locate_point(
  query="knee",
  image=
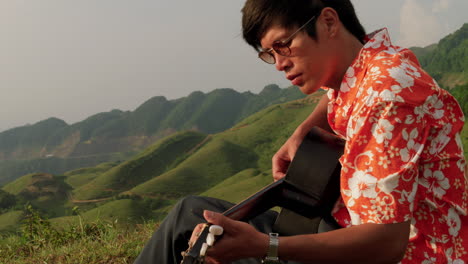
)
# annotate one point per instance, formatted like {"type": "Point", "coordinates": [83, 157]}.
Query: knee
{"type": "Point", "coordinates": [191, 204]}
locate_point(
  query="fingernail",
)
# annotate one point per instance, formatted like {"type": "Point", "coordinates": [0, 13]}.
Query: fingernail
{"type": "Point", "coordinates": [208, 214]}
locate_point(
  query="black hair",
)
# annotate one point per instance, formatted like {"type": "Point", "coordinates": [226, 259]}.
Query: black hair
{"type": "Point", "coordinates": [259, 15]}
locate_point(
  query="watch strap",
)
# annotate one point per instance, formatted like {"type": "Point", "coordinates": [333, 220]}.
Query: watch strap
{"type": "Point", "coordinates": [272, 253]}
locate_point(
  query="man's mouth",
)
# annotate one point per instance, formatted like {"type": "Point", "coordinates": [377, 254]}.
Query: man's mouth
{"type": "Point", "coordinates": [294, 78]}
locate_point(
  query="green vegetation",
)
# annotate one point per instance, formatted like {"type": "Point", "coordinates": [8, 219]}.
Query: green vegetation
{"type": "Point", "coordinates": [105, 208]}
{"type": "Point", "coordinates": [150, 163]}
{"type": "Point", "coordinates": [448, 60]}
{"type": "Point", "coordinates": [55, 147]}
{"type": "Point", "coordinates": [92, 242]}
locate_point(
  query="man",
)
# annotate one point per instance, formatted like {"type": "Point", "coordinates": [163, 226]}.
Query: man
{"type": "Point", "coordinates": [403, 190]}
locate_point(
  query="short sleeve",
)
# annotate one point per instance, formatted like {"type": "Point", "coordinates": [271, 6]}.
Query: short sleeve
{"type": "Point", "coordinates": [380, 164]}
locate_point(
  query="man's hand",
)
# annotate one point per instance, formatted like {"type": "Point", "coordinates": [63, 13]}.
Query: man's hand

=== What this task involves ===
Repeat the whole listing above word for word. Leave out the pictures.

=== Response below ===
locate_point(
  query="knee",
  image=
)
# annotate one point per instance, formatted like {"type": "Point", "coordinates": [83, 157]}.
Query: knee
{"type": "Point", "coordinates": [191, 204]}
locate_point(
  query="fingernail",
)
# annotate one point per instance, formatted like {"type": "Point", "coordinates": [0, 13]}.
Query: fingernail
{"type": "Point", "coordinates": [208, 214]}
locate_point(
  query="black hair",
)
# annotate one point per instance, formatted like {"type": "Point", "coordinates": [226, 259]}.
Query: black hair
{"type": "Point", "coordinates": [259, 15]}
locate_point(
  query="watch strap",
)
# annotate one point per instance, formatted like {"type": "Point", "coordinates": [333, 220]}.
Query: watch strap
{"type": "Point", "coordinates": [272, 253]}
locate_point(
  query="man's mouth",
)
# annotate one point per instance, formatted like {"type": "Point", "coordinates": [377, 254]}.
Query: man's mouth
{"type": "Point", "coordinates": [294, 78]}
locate_point(
  query="green vegetation",
)
# annotate one point per instance, formatted like {"type": "Point", "coordinates": [8, 219]}.
Query: green vegetation
{"type": "Point", "coordinates": [105, 208]}
{"type": "Point", "coordinates": [150, 163]}
{"type": "Point", "coordinates": [448, 60]}
{"type": "Point", "coordinates": [55, 147]}
{"type": "Point", "coordinates": [92, 242]}
locate_point(
  query="man",
)
# annotate one point per instance, formatted like {"type": "Point", "coordinates": [163, 226]}.
Query: man
{"type": "Point", "coordinates": [403, 190]}
locate_point(
  query="short sleeve",
)
# annotate one point per instance, formatted like {"type": "Point", "coordinates": [271, 6]}.
Query: short sleeve
{"type": "Point", "coordinates": [380, 164]}
locate_point(
  query="man's hand",
)
# annotate one point per instance, formatted like {"type": "Point", "coordinates": [63, 13]}.
Query: man's hand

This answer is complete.